_AIM OF THE TASK_: Copy out each line of the entries below that contains the string "right".

++++++++++++++++++++

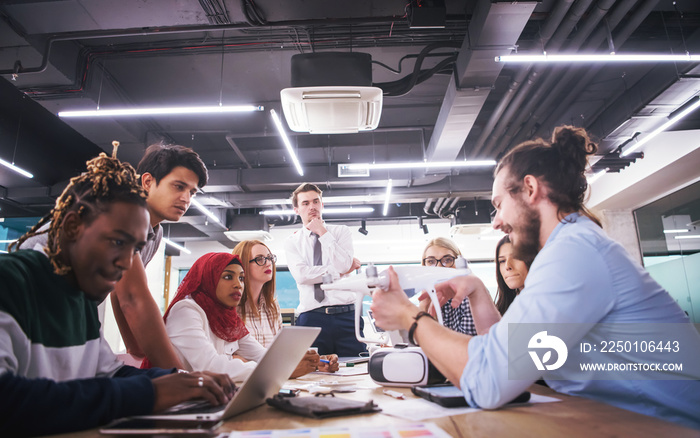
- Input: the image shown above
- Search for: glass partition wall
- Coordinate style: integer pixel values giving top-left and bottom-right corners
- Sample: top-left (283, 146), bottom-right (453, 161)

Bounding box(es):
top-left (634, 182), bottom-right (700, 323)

++++++++++++++++++++

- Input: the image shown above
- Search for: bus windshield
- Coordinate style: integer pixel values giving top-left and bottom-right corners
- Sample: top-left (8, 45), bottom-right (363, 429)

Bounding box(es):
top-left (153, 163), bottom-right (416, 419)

++++++++++++++++++++

_WRITTEN ANSWER_:
- Coordinate style: integer pixel values giving top-left and bottom-right corners
- Sample: top-left (283, 146), bottom-right (453, 161)
top-left (634, 182), bottom-right (700, 323)
- Coordinate style: integer pixel values giving top-left and bottom-right corners
- Sample: top-left (8, 45), bottom-right (363, 429)
top-left (153, 163), bottom-right (416, 419)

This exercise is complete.